## Text shown
┄┄┄┄┄┄

Elect
Elect
Denotes in general one chosen or taken by preference from among two or more; as a theological term it is equivalent to 'chosen as the object of mercy or Divine favour, as set apart for eternal life'

Catholic Encyclopedia. . 2006.

Elect
    Elect
     Catholic_Encyclopedia Elect
    Denotes in general one chosen or taken by preference from among two or more; as a theological term it is equivalent to "chosen as the object of mercy or Divine favour, as set apart for eternal life". In order to determine the meaning of the word more accurately, we shall have to study its usage both in the Old Testament and the New.
    I. THE OLD TESTAMENT
    The Old Testament applies the term elect, or chosen, only to the Israelites in as far as they are called to be the people of God, or are faithful to their Divine call. The idea of such an election is common in the Book of Deuteronomy and in Is., xl-lxvi. In Ps. civ, 6 and 43, and cv, 5, the chosen ones are the Hebrew people in as far as it is the recipient of God's temporal and spiritual blessings; in Is., lxv, 9, 15 and 23, they are the repentant Israelites, as few in number "as if a grain can be found in a cluster" (ibid., 8); in Tob., xiii, 10, they are the Israelites remaining faithful during their captivity; in Wisd., iii, 9, and iv, 15, they are God's true servants; in Ecclus., xxiv, 4, 13, and xlvi, 2, these servants of God belong to the chosen people.

┄┄┄┄┄┄

## Entries from a dataset
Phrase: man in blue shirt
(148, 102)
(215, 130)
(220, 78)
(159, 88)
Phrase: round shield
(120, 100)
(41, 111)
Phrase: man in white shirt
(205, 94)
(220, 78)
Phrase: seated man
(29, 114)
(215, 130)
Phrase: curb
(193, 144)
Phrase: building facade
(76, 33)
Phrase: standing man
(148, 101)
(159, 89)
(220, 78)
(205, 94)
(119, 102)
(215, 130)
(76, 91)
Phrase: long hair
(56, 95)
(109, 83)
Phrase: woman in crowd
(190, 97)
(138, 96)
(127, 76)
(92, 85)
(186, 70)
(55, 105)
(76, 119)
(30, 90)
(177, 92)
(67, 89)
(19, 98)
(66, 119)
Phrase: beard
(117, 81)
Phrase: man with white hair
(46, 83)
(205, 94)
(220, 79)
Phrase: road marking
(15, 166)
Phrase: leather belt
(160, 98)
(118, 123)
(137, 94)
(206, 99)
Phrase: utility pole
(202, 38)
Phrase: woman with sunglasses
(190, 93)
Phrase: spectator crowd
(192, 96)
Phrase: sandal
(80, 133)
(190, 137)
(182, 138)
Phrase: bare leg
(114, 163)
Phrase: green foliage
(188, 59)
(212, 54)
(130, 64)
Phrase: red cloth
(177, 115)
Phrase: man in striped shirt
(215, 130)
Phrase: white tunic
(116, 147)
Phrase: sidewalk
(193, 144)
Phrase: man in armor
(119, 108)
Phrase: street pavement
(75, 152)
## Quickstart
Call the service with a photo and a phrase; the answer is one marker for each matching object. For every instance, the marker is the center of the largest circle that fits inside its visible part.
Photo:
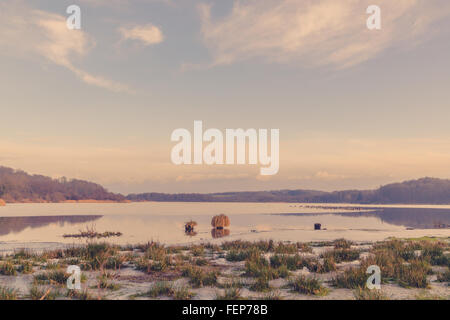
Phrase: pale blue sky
(373, 113)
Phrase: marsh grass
(199, 278)
(366, 294)
(308, 285)
(341, 255)
(7, 268)
(229, 294)
(54, 276)
(444, 276)
(350, 279)
(242, 254)
(48, 293)
(342, 244)
(7, 293)
(26, 267)
(183, 293)
(414, 274)
(261, 284)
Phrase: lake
(42, 225)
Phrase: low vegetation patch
(308, 285)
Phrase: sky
(356, 108)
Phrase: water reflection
(415, 218)
(17, 224)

┄┄┄┄┄┄

## Challenge 1
According to the encyclopedia entry on the term elect, to whom does the Old Testament apply that term?
## Challenge 2
Repeat the passage of the encyclopedia entry on the term elect between "Catholic Encyclopedia. ." and "and the New.", inclusive.
## Challenge 3
Decide whether each statement agrees with the encyclopedia entry on the term elect. Answer yes or no, and quote the words of the entry that settle it.
(a) The idea of election is common in the Book of Deuteronomy.
(b) In Tob., xiii, 10, the chosen ones are God's true servants.
(c) In Is., lxv, the repentant Israelites are said to be many in number.

## Written response 1
Only to the Israelites, in as far as they are called to be the people of God or are faithful to their Divine call.

## Written response 2
Catholic Encyclopedia. . 2006.

Elect
    Elect
     Catholic_Encyclopedia Elect
    Denotes in general one chosen or taken by preference from among two or more; as a theological term it is equivalent to "chosen as the object of mercy or Divine favour, as set apart for eternal life". In order to determine the meaning of the word more accurately, we shall have to study its usage both in the Old Testament and the New.

## Written response 3
(a) Yes: "The idea of such an election is common in the Book of Deuteronomy and in Is., xl-lxvi."
(b) No: "in Tob., xiii, 10, they are the Israelites remaining faithful during their captivity"
(c) No: "they are the repentant Israelites, as few in number"